EXERCISE OBJECTIVE: Copy out the listing below word for word, line by line. Leave out the pictures.

— begin RECORDS TO USE —

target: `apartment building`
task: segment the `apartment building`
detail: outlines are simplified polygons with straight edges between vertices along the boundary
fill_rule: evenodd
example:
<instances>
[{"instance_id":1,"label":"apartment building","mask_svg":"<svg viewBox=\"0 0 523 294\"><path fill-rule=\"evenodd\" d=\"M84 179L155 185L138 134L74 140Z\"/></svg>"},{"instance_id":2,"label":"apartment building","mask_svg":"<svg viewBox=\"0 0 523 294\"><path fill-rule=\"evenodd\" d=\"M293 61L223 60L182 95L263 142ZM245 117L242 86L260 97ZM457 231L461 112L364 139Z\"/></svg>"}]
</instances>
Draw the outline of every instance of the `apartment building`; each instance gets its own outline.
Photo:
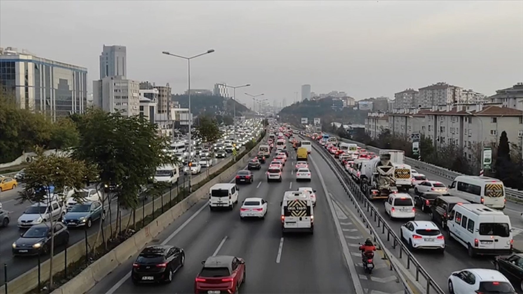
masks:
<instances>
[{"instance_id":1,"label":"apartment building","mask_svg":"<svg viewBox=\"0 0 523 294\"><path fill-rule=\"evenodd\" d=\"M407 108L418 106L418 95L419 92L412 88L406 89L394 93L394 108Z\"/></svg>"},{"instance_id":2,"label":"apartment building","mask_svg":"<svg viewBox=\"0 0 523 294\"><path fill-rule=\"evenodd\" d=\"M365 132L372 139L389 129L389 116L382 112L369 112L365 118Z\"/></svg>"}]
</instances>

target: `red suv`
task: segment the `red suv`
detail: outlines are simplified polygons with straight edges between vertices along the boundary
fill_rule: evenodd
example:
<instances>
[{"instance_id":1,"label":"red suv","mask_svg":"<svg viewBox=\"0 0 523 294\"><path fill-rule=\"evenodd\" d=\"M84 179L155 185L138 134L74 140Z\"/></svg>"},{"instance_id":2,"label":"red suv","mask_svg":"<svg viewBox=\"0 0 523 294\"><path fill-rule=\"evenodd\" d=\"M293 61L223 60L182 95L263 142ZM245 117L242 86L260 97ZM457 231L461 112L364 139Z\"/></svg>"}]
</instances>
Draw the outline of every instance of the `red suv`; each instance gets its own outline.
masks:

— end RECORDS TO USE —

COMPLETE ANSWER:
target: `apartment building`
task: segment the `apartment building`
detail: outlines are simplified polygons with straight edges between vertices along the boundary
fill_rule: evenodd
example:
<instances>
[{"instance_id":1,"label":"apartment building","mask_svg":"<svg viewBox=\"0 0 523 294\"><path fill-rule=\"evenodd\" d=\"M84 179L155 185L138 134L74 140Z\"/></svg>"},{"instance_id":2,"label":"apartment building","mask_svg":"<svg viewBox=\"0 0 523 294\"><path fill-rule=\"evenodd\" d=\"M293 61L223 60L182 95L263 142ZM245 117L242 86L260 97ZM457 231L461 112L364 139Z\"/></svg>"}]
</instances>
Draw the outline of every instance of the `apartment building`; each instance gets its own outline.
Photo:
masks:
<instances>
[{"instance_id":1,"label":"apartment building","mask_svg":"<svg viewBox=\"0 0 523 294\"><path fill-rule=\"evenodd\" d=\"M407 108L418 106L418 95L419 92L412 88L406 89L394 93L394 108Z\"/></svg>"},{"instance_id":2,"label":"apartment building","mask_svg":"<svg viewBox=\"0 0 523 294\"><path fill-rule=\"evenodd\" d=\"M365 132L372 139L389 129L389 116L382 112L369 112L365 118Z\"/></svg>"}]
</instances>

target: `red suv`
task: segment the `red suv`
detail: outlines are simplified polygons with straight edges between vertices along the boundary
fill_rule: evenodd
example:
<instances>
[{"instance_id":1,"label":"red suv","mask_svg":"<svg viewBox=\"0 0 523 294\"><path fill-rule=\"evenodd\" d=\"M84 179L155 185L138 134L74 140Z\"/></svg>"},{"instance_id":2,"label":"red suv","mask_svg":"<svg viewBox=\"0 0 523 294\"><path fill-rule=\"evenodd\" d=\"M293 61L223 60L182 95L263 142ZM245 117L242 86L260 97ZM457 231L461 112L364 139Z\"/></svg>"}]
</instances>
Draw the outline of every instance of the `red suv`; each instance gets its own outline.
masks:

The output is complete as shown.